STATED EXERCISE:
Please copy the rows below word for word, with nothing changed, added or left out.

RECORDED DATA:
-----
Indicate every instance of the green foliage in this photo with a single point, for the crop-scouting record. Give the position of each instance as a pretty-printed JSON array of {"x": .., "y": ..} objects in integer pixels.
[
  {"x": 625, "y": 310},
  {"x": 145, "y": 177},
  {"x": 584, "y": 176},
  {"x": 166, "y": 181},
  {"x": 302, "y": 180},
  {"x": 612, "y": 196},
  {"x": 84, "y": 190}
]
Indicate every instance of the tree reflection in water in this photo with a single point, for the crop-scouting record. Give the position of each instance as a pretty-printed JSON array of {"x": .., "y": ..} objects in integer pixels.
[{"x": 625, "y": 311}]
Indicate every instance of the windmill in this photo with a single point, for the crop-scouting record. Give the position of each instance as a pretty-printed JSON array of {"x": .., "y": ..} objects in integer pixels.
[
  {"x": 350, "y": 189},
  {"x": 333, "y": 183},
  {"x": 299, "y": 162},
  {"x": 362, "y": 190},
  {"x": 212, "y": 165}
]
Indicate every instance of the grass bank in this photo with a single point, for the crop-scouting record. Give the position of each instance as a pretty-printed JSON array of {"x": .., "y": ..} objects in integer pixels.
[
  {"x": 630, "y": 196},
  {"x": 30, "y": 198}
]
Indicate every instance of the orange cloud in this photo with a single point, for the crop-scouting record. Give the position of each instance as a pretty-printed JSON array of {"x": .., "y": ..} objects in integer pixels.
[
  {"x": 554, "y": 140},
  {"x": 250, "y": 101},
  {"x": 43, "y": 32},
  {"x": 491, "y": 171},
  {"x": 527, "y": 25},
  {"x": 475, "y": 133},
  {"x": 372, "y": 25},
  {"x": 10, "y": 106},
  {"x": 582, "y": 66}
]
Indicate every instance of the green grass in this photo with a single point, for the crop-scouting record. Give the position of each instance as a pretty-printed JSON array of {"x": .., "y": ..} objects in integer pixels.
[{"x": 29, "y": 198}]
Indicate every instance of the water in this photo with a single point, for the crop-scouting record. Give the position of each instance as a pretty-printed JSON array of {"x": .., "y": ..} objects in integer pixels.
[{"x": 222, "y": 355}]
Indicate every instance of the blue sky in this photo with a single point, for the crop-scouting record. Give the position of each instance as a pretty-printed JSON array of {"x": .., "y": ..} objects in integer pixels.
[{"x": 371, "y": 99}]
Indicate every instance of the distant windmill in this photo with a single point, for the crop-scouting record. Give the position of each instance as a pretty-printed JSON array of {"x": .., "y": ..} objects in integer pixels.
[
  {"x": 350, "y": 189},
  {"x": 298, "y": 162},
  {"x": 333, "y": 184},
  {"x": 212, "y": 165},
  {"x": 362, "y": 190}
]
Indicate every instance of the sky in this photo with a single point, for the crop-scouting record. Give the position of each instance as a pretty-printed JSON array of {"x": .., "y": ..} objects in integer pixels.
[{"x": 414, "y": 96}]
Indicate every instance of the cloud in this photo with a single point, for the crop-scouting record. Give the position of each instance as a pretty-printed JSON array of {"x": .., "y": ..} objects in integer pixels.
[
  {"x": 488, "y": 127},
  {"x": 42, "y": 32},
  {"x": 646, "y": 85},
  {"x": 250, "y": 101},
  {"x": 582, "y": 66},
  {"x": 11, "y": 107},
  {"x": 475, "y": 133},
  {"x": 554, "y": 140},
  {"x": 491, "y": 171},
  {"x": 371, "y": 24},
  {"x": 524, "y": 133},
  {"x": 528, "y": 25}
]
-----
EXERCISE SOLUTION:
Indicate every instance of the green foliage in this photo with a single point, for the crop-scouting record. Give the position of each instance as a pretty-printed JSON array of {"x": .., "y": ..} objects in integer pixels.
[
  {"x": 625, "y": 310},
  {"x": 145, "y": 177},
  {"x": 584, "y": 176},
  {"x": 166, "y": 181},
  {"x": 302, "y": 180},
  {"x": 612, "y": 196},
  {"x": 84, "y": 190}
]
Indicate every instance of the tree reflection in water in this photo with a single point, for the crop-scouting record. Give the position of each instance as a pretty-printed JSON array of {"x": .., "y": ..} objects in integer pixels.
[{"x": 625, "y": 311}]
Indicate every instance of the windmill in this photo with a single point, for the crop-scouting record. Give the position of each instance as a pretty-printed JSON array of {"x": .., "y": ..} objects in integer pixels.
[
  {"x": 350, "y": 189},
  {"x": 333, "y": 183},
  {"x": 299, "y": 162},
  {"x": 362, "y": 190},
  {"x": 212, "y": 165}
]
Indicate every instance of the grass bank in this photo with a single point, for the crop-scouting record. Give the position of each instance as a pretty-printed JSON array of {"x": .., "y": ..} objects in integer pixels.
[
  {"x": 630, "y": 196},
  {"x": 30, "y": 198}
]
Indicate every instance of the orange cloud in this photo with a single point, for the crop-scouting record. Give the position of each instance as a pretty-printed JSON array of {"x": .., "y": ..} objects in integer pixels.
[
  {"x": 554, "y": 140},
  {"x": 250, "y": 101},
  {"x": 43, "y": 32},
  {"x": 491, "y": 171},
  {"x": 527, "y": 25},
  {"x": 475, "y": 133},
  {"x": 372, "y": 25},
  {"x": 10, "y": 106},
  {"x": 582, "y": 66}
]
Indicate every instance of the green grass in this photo with a single point, for the crop-scouting record. Give the position of each instance as a pretty-printed JSON array of {"x": .., "y": ..} objects in integer pixels.
[{"x": 29, "y": 198}]
Indicate every instance of the water in this photo with a single point, for the crop-scouting record. Give the position of each instance as a pretty-printed JSON array of {"x": .., "y": ..} objects in integer pixels.
[{"x": 222, "y": 355}]
Indicate every instance of the blue sky in this photo with a single point, for the crop-scouting record. Give the position of each instance as a pretty-printed JSON array of {"x": .., "y": ..} objects in integer pixels.
[{"x": 371, "y": 99}]
Indicate every instance of the distant windmill in this photo with a single point, for the crop-scouting record. Give the position of each instance as a pretty-printed JSON array of {"x": .., "y": ..} objects in integer pixels.
[
  {"x": 350, "y": 189},
  {"x": 298, "y": 162},
  {"x": 333, "y": 184},
  {"x": 212, "y": 165},
  {"x": 362, "y": 190}
]
Indicate every instance of the sky in this photo with a single point, for the crop-scouting record. Give the position of each instance as a pretty-printed JSON array of {"x": .., "y": ..} objects in integer pixels.
[{"x": 414, "y": 96}]
Indicate every instance of the cloud in this photo with a single point, for the crop-scouting record. Give the position of each instance as a pretty-printed JSON array of {"x": .., "y": ..} objects in integer pixels.
[
  {"x": 488, "y": 127},
  {"x": 42, "y": 32},
  {"x": 646, "y": 85},
  {"x": 250, "y": 101},
  {"x": 582, "y": 66},
  {"x": 11, "y": 107},
  {"x": 475, "y": 133},
  {"x": 554, "y": 140},
  {"x": 491, "y": 171},
  {"x": 371, "y": 24},
  {"x": 524, "y": 133},
  {"x": 528, "y": 25}
]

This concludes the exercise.